### Task goal
Every record below should be printed exactly as it appears.

### Listing
★ ★ ★

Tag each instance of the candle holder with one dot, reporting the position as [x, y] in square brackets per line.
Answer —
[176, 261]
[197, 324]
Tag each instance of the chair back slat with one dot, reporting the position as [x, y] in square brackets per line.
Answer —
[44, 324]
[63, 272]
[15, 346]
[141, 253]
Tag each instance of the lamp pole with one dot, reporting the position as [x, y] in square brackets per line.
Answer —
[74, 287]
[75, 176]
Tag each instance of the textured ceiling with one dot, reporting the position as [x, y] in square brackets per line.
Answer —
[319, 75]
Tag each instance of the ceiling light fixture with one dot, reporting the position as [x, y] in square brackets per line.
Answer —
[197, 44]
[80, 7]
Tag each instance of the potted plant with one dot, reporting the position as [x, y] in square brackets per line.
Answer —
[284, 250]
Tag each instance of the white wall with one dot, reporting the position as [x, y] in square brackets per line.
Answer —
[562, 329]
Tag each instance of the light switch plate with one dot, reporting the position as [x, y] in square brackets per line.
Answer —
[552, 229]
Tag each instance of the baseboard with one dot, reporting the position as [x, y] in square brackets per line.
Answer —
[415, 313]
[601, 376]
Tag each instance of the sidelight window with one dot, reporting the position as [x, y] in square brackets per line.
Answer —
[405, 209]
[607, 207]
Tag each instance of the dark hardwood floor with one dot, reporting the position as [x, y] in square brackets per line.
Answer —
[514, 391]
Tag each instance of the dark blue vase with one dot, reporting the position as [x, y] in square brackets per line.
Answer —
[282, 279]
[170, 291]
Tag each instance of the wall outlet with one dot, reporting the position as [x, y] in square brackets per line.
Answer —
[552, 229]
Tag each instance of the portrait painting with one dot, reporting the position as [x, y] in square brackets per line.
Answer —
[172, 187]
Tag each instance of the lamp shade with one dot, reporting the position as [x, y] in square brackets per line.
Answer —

★ ★ ★

### Written solution
Tag each instance of the candle holder with one dot, reporting the position as [x, y] in square brackets per line.
Answer —
[176, 261]
[197, 324]
Tag each instance of the chair back slat with one dot, reporting the position as [x, y] in square brackets per line.
Answer —
[44, 324]
[63, 272]
[15, 346]
[141, 253]
Tag each instance of the lamp pole with one dot, reporting the position as [x, y] in square brackets per line.
Answer —
[74, 287]
[75, 176]
Tag each instance of the textured ceiling with one dot, reporting the position as [x, y] in square brackets per line.
Answer —
[319, 75]
Tag each instance of the ceiling light fixture with one dot, reporting the position as [x, y] in square brackets per line.
Answer —
[197, 44]
[80, 7]
Tag each instance of the potted plant with one dot, reporting the position as [x, y] in square brackets per line.
Answer —
[284, 250]
Tag each instance of the white wall with one dot, reporting the position as [x, y] in square brackets per line.
Answer —
[562, 329]
Tag each instance of the light switch plate with one dot, reporting the position as [x, y] in square brackets per line.
Answer —
[552, 229]
Tag each instance of the baseboard with one dot, reporting the position as [x, y] in square brackets per line.
Answer —
[415, 313]
[601, 376]
Tag each instance of the sidelight window with one dot, reporting the position as [x, y] in square brackets per line.
Answer —
[405, 209]
[607, 207]
Tag each instance of the dark hardwood floor with one dot, reporting the position as [x, y] in square brackets per line.
Answer —
[514, 391]
Tag each instance of the dark blue vase with one dot, reporting the position as [x, y] in square brackets per line.
Answer —
[282, 279]
[170, 291]
Tag each instance of the wall outlet with one dot, reporting the position as [x, y] in square brackets per line.
Answer —
[552, 229]
Tag each instance of the portrait painting with one dot, reporting the position as [x, y] in square brackets per line.
Answer —
[172, 187]
Tag each instance of the lamp shade with one dot, reporting the position as [x, y] in square brackets per line.
Answer —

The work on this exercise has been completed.